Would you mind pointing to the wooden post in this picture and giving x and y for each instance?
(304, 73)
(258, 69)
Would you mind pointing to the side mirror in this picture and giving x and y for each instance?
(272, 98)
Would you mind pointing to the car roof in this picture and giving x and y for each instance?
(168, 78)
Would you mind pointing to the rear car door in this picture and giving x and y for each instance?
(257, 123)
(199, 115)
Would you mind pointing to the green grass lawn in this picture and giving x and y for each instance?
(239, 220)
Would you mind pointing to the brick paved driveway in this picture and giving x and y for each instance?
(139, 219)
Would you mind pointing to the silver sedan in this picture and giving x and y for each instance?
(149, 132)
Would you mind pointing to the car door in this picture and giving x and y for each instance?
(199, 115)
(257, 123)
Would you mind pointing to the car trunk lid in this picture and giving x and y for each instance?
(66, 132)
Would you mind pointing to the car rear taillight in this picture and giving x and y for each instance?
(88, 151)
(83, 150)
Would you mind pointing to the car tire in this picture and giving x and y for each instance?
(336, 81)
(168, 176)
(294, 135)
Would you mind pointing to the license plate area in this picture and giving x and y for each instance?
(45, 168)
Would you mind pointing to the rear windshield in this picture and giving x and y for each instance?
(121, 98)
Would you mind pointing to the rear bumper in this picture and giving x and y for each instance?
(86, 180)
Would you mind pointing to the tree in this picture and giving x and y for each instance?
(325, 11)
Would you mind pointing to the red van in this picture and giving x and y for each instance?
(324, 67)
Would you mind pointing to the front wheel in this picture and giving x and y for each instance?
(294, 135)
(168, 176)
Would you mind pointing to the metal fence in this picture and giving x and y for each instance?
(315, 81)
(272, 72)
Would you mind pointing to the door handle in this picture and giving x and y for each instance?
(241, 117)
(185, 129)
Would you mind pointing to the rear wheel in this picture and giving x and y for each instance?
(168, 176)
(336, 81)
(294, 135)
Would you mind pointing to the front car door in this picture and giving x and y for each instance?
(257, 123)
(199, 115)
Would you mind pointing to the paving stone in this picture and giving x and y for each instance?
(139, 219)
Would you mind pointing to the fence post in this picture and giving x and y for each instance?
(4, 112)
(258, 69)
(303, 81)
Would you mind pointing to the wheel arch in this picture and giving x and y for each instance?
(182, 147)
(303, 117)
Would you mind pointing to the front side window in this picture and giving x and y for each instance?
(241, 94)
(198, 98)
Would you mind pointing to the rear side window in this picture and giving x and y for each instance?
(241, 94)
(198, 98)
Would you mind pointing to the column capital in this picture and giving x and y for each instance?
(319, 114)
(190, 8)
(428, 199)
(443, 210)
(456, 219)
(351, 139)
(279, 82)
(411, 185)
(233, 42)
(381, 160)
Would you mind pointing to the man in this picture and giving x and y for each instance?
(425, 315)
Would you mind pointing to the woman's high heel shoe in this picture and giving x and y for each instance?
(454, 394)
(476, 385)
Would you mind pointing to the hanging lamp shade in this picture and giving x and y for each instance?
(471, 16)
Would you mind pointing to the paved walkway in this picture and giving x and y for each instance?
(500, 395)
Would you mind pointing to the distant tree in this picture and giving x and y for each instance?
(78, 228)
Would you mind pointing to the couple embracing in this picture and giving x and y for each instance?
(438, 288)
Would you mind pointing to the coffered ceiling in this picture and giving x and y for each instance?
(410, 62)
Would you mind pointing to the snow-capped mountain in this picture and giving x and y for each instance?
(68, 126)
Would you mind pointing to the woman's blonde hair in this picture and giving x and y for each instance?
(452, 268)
------------------------------------------------
TASK BRIEF
Reproduce the listing above exactly from the line containing "Would you mind pointing to the paved" through its last line, with both of those lines included.

OUTPUT OF THE TASK
Would you mind pointing to the paved walkway in this picture and giving x and y for each instance?
(500, 395)
Would you mind pointing to the distant tree in this picture and giving x and y for each instance?
(78, 228)
Would you mind pointing to the couple embracing in this picture and giving x and y for each instance?
(438, 288)
Would you mind pointing to the coffered ceiling in this picture and giving x and y for each instance?
(410, 62)
Would you mind pointing to the snow-capped mountain in this picture and giving x and y for each instance?
(68, 126)
Would you mind pointing to the woman's blonde hair in this picture and giving x and y for each instance?
(452, 268)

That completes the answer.